*** BRANO SELEZIONATO

Le argomentazioni svolte al riguardo nel ricorso - incluse quelle
riferite alla pretesa preesistenza al giudicato di titoli abilitativi
sananti tacitamente formatisi - avrebbero potuto e dovuto essere svolte
nel corso delle due fasi di merito del giudizio. 2. Correttamente
è stata denegata la sospensione del procedimento, a fronte
dell'istanza di condono edilizio (ai sensi del D.L. n. 269 del 2003,
art. 32, convertito dalla L. n. 326 del 2003 e della L.R. 16 aprile
2003, n. 4) presentata dal condannato in data 7.12.2004. Il termine per
l'adempimento, infatti, è scaduto dal lontano 7.1.2001.
Detto termine - per il principio della obbligatorietà ed
effettività della pena - integra un elemento essenziale
della concessione subordinata del beneficio ed entro la durata di esso
deve essere assolto l'obbligo condizionante, salve le ipotesi (nella
specie insussistenti) di impossibilità assoluta non
dipendente da proprio atto volontario, sicché
legittimamente, in sede esecutiva, dall'ingiustificato decorso
infruttuoso di esso è stato fatto derivare il venire meno
del beneficio.

******

**SFIDA**
Secondo il brano, in che data il condannato ha presentato l'istanza di condono edilizio?

*** DATI FORNITI

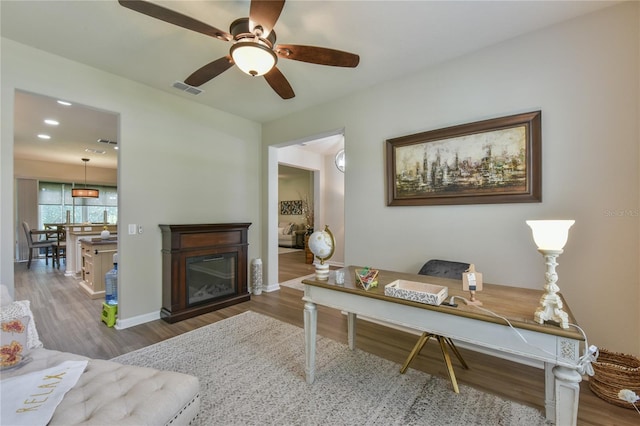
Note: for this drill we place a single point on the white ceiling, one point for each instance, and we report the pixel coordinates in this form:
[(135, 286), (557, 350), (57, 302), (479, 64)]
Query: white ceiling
[(393, 39)]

******

**RISULTATO ESERCIZIO**
Il 7.12.2004.